Text for analysis:
Ohio won’t forget Donald Trump’s attacks on workers and broken promises
This Labor Day is like none other in recent memory — the parades have gone virtual, and the backyard picnics are for close family and friends only. Ohio workers are celebrating, but things are a bit more somber than in the past.
As Election Day grows closer, Donald Trump is doing everything he can to distract from his failure to contain the coronavirus threat and the economic devastation caused by the crisis. More than 190,000 Americans have died, and millions are out of work, but Trump is spending all weekend on the golf course.
Here in Ohio, we’ve seen up close how Trump has failed to deliver on his economic promises. Donald Trump is hoping we forget about his broken promises to the people of the Mahoning Valley (“Don’t move, don’t sell your house”). And he’s hoping Ohio workers forget about how he threatened an iconic Ohio company and its workers.
Ohioans won’t forget.

Exercise instructions:
1 – Print everything in the op-ed on Donald Trump and Ohio workers from "As Election Day" down to "Ohioans won’t forget.", copied word for word.
2 – Continue the op-ed on Donald Trump and Ohio workers from the point where it stops.

Extracted records:
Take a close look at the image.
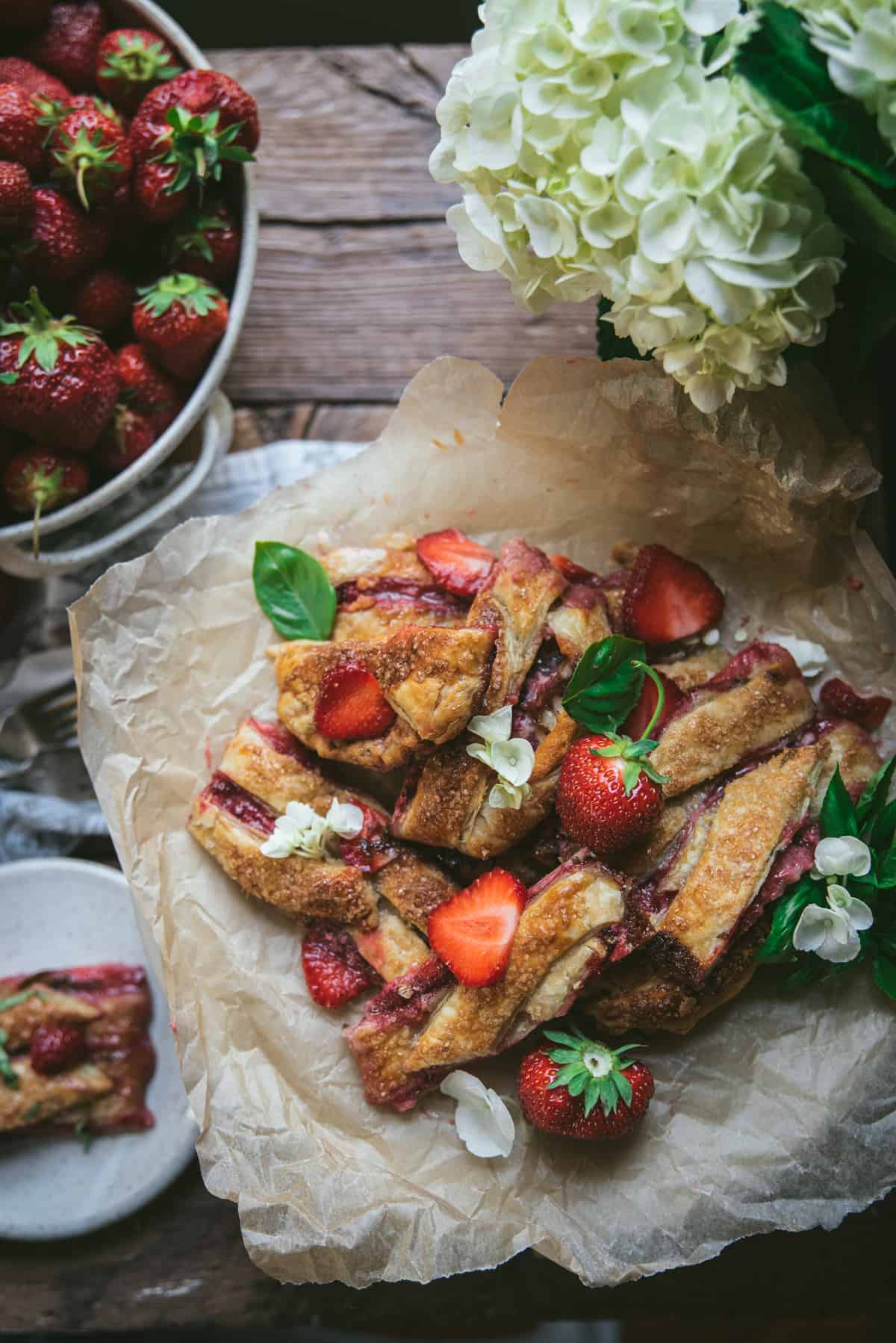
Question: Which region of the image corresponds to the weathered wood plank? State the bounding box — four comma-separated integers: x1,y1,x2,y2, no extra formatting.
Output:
227,223,595,403
210,47,462,223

Written answers:
1 –
As Election Day grows closer, Donald Trump is doing everything he can to distract from his failure to contain the coronavirus threat and the economic devastation caused by the crisis. More than 190,000 Americans have died, and millions are out of work, but Trump is spending all weekend on the golf course.
Here in Ohio, we’ve seen up close how Trump has failed to deliver on his economic promises. Donald Trump is hoping we forget about his broken promises to the people of the Mahoning Valley (“Don’t move, don’t sell your house”). And he’s hoping Ohio workers forget about how he threatened an iconic Ohio company and its workers.
Ohioans won’t forget.

2 –
This weekend Ohio AFL-CIO President Tim Burga called out Trump for attacking Goodyear:
At a time when real national leadership could have delivered us through this pandemic, we have a president who is more interested in his political fortunes than guiding us through an unprecedented time of social and economic uncertainty. Indeed, in the middle of the pandemic, the president last month called for the boycott of Goodyear just to make a political point. He put thousands of Ohio jobs on the line as he irresponsibly tries to throw red meat to his political base. Devoid of competence and bereft of empathy, President Trump has time and again betrayed the working people he is sworn to serve and promised to deliver for.
Goodyear employs 3,300 people in Akron. These are good-paying jobs — many of them union. These are people who take pride in their work, in taking care of their families, in helping to strengthen their communities.
In just one tweet, President Trump put their livelihoods at risk. This comes after spending years making his own Trump-branded products overseas.
How insulting — not only to Goodyear workers, their families, and the State of Ohio, but also to their suppliers and retailers all over the country.
Maya Angelou once said, “When people show you who they are, believe them.”
This is who Donald Trump is. He has made it clear: He doesn’t care about workers and he’s willing to risk American jobs to try to save his own.
As workers struggle against a deadly pandemic, a painful recession and deep racial disparities, the labor movement also faces an additional burden: a union-busting president.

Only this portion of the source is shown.